#### EXCERPTED RECORDS
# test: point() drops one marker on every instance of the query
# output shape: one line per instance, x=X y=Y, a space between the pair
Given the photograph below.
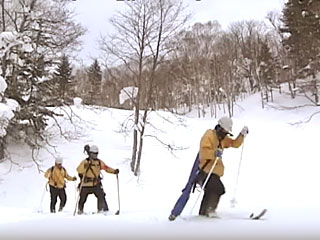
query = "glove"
x=244 y=131
x=219 y=152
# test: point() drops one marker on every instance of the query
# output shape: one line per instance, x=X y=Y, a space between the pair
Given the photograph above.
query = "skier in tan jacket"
x=89 y=172
x=212 y=144
x=57 y=175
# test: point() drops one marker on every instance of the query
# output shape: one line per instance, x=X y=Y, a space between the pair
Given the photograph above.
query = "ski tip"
x=172 y=217
x=257 y=217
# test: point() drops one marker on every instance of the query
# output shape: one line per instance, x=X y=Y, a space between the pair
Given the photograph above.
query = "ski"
x=258 y=216
x=228 y=216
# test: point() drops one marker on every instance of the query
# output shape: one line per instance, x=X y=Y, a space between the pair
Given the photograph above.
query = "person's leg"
x=83 y=198
x=98 y=192
x=63 y=198
x=212 y=193
x=53 y=196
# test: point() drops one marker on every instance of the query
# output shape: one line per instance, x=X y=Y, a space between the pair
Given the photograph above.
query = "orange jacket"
x=91 y=169
x=208 y=146
x=57 y=177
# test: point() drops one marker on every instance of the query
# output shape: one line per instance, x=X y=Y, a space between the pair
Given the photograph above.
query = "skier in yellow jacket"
x=89 y=172
x=212 y=144
x=57 y=183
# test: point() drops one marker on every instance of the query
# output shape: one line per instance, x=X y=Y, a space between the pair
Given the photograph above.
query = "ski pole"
x=77 y=201
x=80 y=188
x=118 y=212
x=204 y=184
x=41 y=201
x=233 y=200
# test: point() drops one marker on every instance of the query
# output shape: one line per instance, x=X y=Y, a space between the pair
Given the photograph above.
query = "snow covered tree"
x=63 y=76
x=94 y=74
x=29 y=68
x=301 y=20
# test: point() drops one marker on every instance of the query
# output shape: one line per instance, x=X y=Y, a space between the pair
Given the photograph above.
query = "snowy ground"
x=279 y=171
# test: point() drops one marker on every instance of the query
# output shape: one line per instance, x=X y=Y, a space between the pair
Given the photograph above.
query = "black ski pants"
x=212 y=193
x=54 y=194
x=97 y=191
x=105 y=204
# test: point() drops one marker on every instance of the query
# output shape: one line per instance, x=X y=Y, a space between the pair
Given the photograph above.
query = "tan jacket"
x=91 y=170
x=208 y=146
x=57 y=177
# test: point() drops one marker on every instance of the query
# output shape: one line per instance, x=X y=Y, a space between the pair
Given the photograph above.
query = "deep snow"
x=279 y=171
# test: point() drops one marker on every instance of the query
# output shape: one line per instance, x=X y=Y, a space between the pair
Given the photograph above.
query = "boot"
x=172 y=217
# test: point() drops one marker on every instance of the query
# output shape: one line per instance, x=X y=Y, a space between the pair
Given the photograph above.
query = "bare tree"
x=140 y=45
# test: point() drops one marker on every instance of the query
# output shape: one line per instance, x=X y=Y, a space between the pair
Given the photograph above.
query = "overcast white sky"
x=94 y=15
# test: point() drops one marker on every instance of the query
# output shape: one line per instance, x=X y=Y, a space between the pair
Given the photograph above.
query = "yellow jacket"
x=208 y=146
x=91 y=169
x=57 y=177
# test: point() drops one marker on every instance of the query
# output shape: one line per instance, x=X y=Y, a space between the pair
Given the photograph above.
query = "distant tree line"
x=207 y=66
x=174 y=67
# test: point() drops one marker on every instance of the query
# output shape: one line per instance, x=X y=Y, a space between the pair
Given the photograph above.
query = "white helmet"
x=226 y=123
x=58 y=160
x=94 y=149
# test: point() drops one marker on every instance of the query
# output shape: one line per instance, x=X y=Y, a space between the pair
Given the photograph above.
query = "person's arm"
x=67 y=176
x=48 y=173
x=237 y=142
x=108 y=169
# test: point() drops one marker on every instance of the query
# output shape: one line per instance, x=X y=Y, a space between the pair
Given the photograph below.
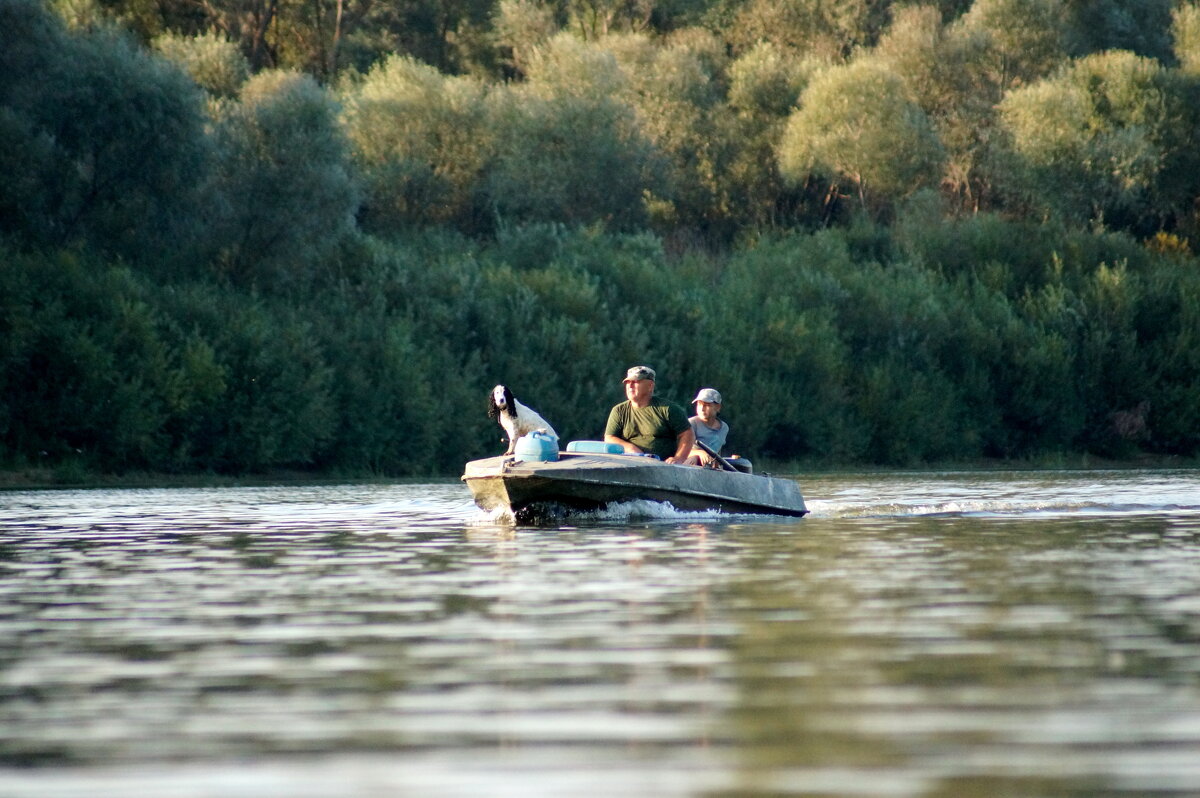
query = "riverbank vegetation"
x=253 y=238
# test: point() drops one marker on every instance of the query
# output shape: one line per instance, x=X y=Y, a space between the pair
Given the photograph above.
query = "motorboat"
x=541 y=483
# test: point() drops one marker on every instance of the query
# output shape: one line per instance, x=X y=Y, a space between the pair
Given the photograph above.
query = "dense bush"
x=888 y=233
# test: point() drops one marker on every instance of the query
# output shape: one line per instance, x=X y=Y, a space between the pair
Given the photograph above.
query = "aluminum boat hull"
x=591 y=481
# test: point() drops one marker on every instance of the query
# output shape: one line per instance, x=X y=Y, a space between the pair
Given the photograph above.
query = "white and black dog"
x=516 y=418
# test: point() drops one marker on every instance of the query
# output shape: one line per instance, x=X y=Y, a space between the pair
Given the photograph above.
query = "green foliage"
x=214 y=63
x=288 y=192
x=102 y=141
x=189 y=282
x=421 y=142
x=1186 y=36
x=571 y=160
x=858 y=121
x=1109 y=141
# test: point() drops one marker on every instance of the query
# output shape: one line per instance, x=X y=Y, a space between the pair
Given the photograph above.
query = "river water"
x=936 y=634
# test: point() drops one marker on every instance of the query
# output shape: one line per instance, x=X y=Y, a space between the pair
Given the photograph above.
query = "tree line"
x=246 y=235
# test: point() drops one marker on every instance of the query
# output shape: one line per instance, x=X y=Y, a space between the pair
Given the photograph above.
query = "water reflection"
x=1042 y=639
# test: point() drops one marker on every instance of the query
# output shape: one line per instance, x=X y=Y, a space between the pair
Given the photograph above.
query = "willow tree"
x=285 y=178
x=213 y=61
x=859 y=123
x=101 y=142
x=423 y=142
x=1186 y=35
x=959 y=71
x=1110 y=139
x=831 y=30
x=569 y=148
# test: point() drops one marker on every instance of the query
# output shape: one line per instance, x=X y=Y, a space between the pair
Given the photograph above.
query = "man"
x=645 y=425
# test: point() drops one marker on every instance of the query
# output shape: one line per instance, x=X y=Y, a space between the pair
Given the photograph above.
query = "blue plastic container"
x=537 y=447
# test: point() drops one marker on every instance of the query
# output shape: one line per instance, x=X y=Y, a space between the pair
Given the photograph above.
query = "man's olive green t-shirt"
x=654 y=429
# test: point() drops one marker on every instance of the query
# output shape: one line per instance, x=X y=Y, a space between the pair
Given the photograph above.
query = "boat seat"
x=594 y=448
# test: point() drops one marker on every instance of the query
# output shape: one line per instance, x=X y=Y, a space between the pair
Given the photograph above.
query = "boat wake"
x=997 y=509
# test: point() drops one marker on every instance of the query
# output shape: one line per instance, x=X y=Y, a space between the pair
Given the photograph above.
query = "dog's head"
x=501 y=401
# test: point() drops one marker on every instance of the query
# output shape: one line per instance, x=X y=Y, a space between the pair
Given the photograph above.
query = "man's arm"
########
## YOUR INSTRUCTIONS
Print every record above exactly, but no pictures.

## EXPECTED OUTPUT
# test: point() drops one marker on every instance of the query
# output shape: one line per instance, x=X y=Y, a space between the pair
Given the photograph below.
query = "glove"
x=244 y=131
x=219 y=152
# test: point() drops one marker on every instance of the query
# output shape: one line per instance, x=X y=Y, a space between the pair
Given the photograph above.
query = "skier in tan jacket"
x=89 y=172
x=212 y=144
x=57 y=175
# test: point() drops one marker on every instance of the query
# output shape: one line per instance, x=X y=Y, a space between the pair
Given the photograph above.
query = "ski tip"
x=172 y=217
x=257 y=217
# test: point() drops one marker on every instance of the query
# output shape: one line per instance, x=X y=Y, a space between the pair
Given the photograph above.
query = "ski"
x=258 y=216
x=228 y=216
# test: point() drops one marker on every instance of the query
# output shape: one line per instance, x=X y=Y, a space between the pair
Given the photograph above.
query = "person's leg"
x=83 y=198
x=98 y=192
x=63 y=198
x=212 y=193
x=53 y=196
# test: point() drops one marker on every instance of the query
# output shape: one line per instance, x=X y=Y, a space between the pair
Given the photograph above.
query = "orange jacket"
x=91 y=169
x=208 y=146
x=57 y=177
# test: point() drops one marker on every instance of the query
# output shape: one line per instance, x=X y=Y, a space between the pair
Given the photograph above.
query = "skier in yellow jacket"
x=89 y=172
x=212 y=144
x=57 y=183
# test: point() drops one marker on every instance of the query
# output shape: one line per instance, x=X y=Y, a space between the pair
Given the photograph above.
query = "ski pole"
x=77 y=201
x=80 y=188
x=118 y=212
x=204 y=184
x=41 y=201
x=233 y=200
# test: point() drops one marker on every instance of the query
# output shape: one line per instance, x=X y=Y, a space between the pair
Given the photograph above.
query = "snow covered tree"
x=63 y=76
x=94 y=74
x=29 y=68
x=301 y=20
# test: point() drops one marker on every instance of the query
# output shape: one line per instance, x=X y=Y, a space between the pair
Given the photograph above.
query = "snowy ground"
x=279 y=171
# test: point() drops one marker on every instance of the query
# output shape: one line per instance, x=X y=Y, a space between the pair
Given the photograph above.
query = "black ski pants"
x=212 y=193
x=54 y=194
x=97 y=191
x=105 y=204
# test: point() drops one marker on every instance of the query
# output shape: one line per instance, x=X y=Y, a space between the pair
Given the photograph above.
query = "tan jacket"
x=91 y=170
x=208 y=146
x=57 y=177
# test: point() drops one marker on every instance of the query
# output shape: one line per instance, x=X y=Y, a space between the pair
Given the photograph above.
query = "deep snow"
x=279 y=171
# test: point() drops one marker on every instance of the query
# output shape: one line per instance, x=X y=Y, a space between the pair
Given the photograph above.
query = "boot"
x=172 y=217
# test: point() drops one marker on every instance of the query
# output shape: one line per instance, x=X y=Y, a space between the pair
Given the photograph above.
query = "bare tree"
x=140 y=45
# test: point() drops one marker on every instance of the query
# output shape: one line per instance, x=X y=Y, a space between the pair
Given the photograph above.
query = "overcast white sky"
x=94 y=15
# test: point() drops one marker on every instance of the query
# output shape: one line per instance, x=X y=Y, a space between the pair
Given the photograph above.
query = "yellow jacket"
x=208 y=146
x=91 y=169
x=57 y=177
# test: point() drops one marker on every instance of the query
# output shape: one line per instance, x=X y=Y, a space between the pair
Given the photograph above.
query = "distant tree line"
x=207 y=66
x=174 y=67
# test: point() drops one marker on every instance of the query
# output shape: one line per instance, x=X y=Y, a space between the pair
Given the photograph above.
query = "white helmet"
x=226 y=123
x=58 y=160
x=94 y=149
# test: point() drops one marker on every instance of the query
# output shape: one line per instance, x=X y=Y, a space between the pair
Given the photograph above.
query = "person's arm"
x=67 y=176
x=48 y=173
x=237 y=142
x=108 y=169
# test: point() drops one marker on every instance of the query
# output shape: one line per instance, x=X y=Y, a space between the pair
Given the photograph below.
query = "riverbank vegetation"
x=253 y=238
# test: point() drops one marker on every instance of the query
# output shape: one line per instance, x=X y=Y, a space between the pair
Given the photograph above.
query = "motorboat"
x=541 y=483
# test: point() drops one marker on every instance of the query
# output shape: one line per instance, x=X y=Y, a space between the pair
Given the photograph above.
query = "dense bush"
x=888 y=233
# test: point() drops one marker on every instance of the query
# output shape: one line per instance, x=X y=Y, a space between the pair
Given the photograph above.
query = "aluminum boat hull"
x=591 y=481
# test: point() drops one marker on every instance of the query
# output shape: one line per instance, x=X y=Y, a space between the pair
Given the photograph above.
query = "white and black dog"
x=516 y=418
# test: point() drops one marker on every instance of the query
# output shape: one line per instance, x=X y=Y, a space between the pair
Given the photograph above.
query = "green foliage"
x=214 y=63
x=288 y=192
x=102 y=141
x=189 y=282
x=421 y=142
x=1186 y=36
x=571 y=160
x=858 y=121
x=1109 y=141
# test: point() drops one marker on every instance of the query
# output shape: one line per instance, x=X y=Y, a space between the pair
Given the photograph above.
query = "river water"
x=936 y=634
# test: point() drops one marker on every instance of the query
# output shape: one line per instance, x=X y=Y, a space between the pair
Given the photograph above.
query = "tree line"
x=246 y=235
# test: point() drops one marker on every instance of the query
# output shape: one line per instance, x=X y=Y, a space between the pair
Given the photograph above.
query = "water reflection"
x=1042 y=639
# test: point() drops one marker on every instance of the query
# output shape: one line per instance, x=X y=Y, a space between the pair
Given the photograph above.
query = "willow tree"
x=285 y=178
x=213 y=61
x=859 y=123
x=101 y=142
x=423 y=142
x=1186 y=35
x=959 y=71
x=1110 y=139
x=831 y=30
x=569 y=148
# test: point() drops one marker on every instance of the query
# output shape: one line per instance, x=X y=Y, a space between the pair
Given the photograph above.
query = "man"
x=645 y=425
# test: point() drops one marker on every instance of the query
# output shape: one line per instance, x=X y=Y, a space between the pair
Given the photograph above.
query = "blue plastic container"
x=537 y=447
# test: point() drops one marker on every instance of the query
# output shape: one line per instance, x=X y=Y, a space between the pair
Given the photograph above.
query = "man's olive green t-shirt"
x=654 y=429
# test: point() drops one marker on every instance of the query
# output shape: one line per instance, x=X y=Y, a space between the pair
Given the photograph above.
query = "boat seat"
x=594 y=448
# test: point() drops one marker on every instance of the query
# output shape: one line per instance, x=X y=Y, a space between the pair
Given the photograph above.
query = "boat wake"
x=997 y=509
# test: point() drops one marker on every instance of the query
# output shape: one line per instance, x=X y=Y, a space between the pair
Given the photograph above.
query = "dog's head"
x=501 y=401
# test: point() drops one marker on every instance of the query
# output shape: one line per instance, x=X y=Y, a space between the pair
Given the photograph above.
query = "man's arm"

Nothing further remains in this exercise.